** Start of RECORD SET **
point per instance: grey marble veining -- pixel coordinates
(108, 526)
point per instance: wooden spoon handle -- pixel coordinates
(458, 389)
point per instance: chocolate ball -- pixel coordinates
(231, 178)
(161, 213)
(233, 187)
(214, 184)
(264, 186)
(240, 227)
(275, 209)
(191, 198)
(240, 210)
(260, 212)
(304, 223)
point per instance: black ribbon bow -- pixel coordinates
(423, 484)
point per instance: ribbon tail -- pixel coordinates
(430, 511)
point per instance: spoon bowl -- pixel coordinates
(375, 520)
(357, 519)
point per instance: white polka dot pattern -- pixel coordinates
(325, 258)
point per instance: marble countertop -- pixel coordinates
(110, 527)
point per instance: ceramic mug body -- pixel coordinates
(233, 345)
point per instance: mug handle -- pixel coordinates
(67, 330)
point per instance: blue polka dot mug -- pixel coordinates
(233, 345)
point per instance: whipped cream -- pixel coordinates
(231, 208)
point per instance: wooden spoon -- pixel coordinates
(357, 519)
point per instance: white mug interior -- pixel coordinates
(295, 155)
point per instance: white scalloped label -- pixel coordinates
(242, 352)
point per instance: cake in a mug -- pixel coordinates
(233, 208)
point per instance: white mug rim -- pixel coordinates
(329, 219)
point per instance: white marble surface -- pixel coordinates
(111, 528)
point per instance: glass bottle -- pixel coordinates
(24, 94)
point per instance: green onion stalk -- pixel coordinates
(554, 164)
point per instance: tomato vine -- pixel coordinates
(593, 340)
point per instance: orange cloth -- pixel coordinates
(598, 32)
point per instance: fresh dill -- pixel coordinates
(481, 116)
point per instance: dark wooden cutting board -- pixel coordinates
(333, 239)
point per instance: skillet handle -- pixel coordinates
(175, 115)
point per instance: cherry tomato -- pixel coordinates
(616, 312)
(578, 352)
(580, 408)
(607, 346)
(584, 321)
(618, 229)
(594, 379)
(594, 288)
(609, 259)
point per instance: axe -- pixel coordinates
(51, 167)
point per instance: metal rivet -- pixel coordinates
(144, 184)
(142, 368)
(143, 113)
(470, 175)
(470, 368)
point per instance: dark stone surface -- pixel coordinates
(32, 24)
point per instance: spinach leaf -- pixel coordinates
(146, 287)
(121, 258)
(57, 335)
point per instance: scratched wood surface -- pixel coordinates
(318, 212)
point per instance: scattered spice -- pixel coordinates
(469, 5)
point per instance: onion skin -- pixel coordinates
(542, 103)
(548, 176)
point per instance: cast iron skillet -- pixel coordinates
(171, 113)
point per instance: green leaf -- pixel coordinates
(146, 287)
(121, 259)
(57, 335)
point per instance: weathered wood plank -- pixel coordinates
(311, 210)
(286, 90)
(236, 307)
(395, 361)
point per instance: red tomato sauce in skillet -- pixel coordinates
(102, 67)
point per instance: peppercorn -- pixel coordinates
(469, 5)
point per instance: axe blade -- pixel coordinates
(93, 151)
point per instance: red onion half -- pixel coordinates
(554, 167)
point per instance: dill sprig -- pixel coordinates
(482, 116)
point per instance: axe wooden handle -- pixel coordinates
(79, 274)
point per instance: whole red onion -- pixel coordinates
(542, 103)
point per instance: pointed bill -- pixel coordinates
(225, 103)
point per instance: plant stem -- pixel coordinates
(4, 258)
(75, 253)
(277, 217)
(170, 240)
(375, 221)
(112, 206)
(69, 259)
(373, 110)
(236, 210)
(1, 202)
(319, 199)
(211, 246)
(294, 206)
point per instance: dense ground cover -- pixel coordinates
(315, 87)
** End of RECORD SET **
§ WORK TO BE COMPLETED: Output the lines of the records exactly as they appear, starting with the line containing "point per instance: green leaf" and continuing through the last line of the records.

§ RESPONSE TO THE EXERCISE:
point per instance: green leaf -- pixel coordinates
(146, 287)
(121, 259)
(57, 335)
point per instance: weathered wood plank -- pixel coordinates
(311, 210)
(286, 90)
(236, 307)
(395, 361)
point per instance: red tomato sauce in skillet -- pixel coordinates
(102, 67)
point per instance: peppercorn -- pixel coordinates
(469, 5)
point per instance: axe blade -- pixel coordinates
(93, 151)
point per instance: red onion half -- pixel coordinates
(554, 167)
point per instance: dill sprig -- pixel coordinates
(482, 116)
point per instance: axe wooden handle -- pixel coordinates
(79, 274)
point per instance: whole red onion -- pixel coordinates
(542, 103)
point per instance: pointed bill -- pixel coordinates
(225, 103)
point per instance: plant stem -- pixel coordinates
(4, 258)
(75, 253)
(277, 217)
(170, 240)
(375, 221)
(112, 206)
(69, 259)
(373, 110)
(236, 210)
(1, 202)
(319, 199)
(211, 246)
(294, 206)
point per instance: dense ground cover -- pixel coordinates
(315, 87)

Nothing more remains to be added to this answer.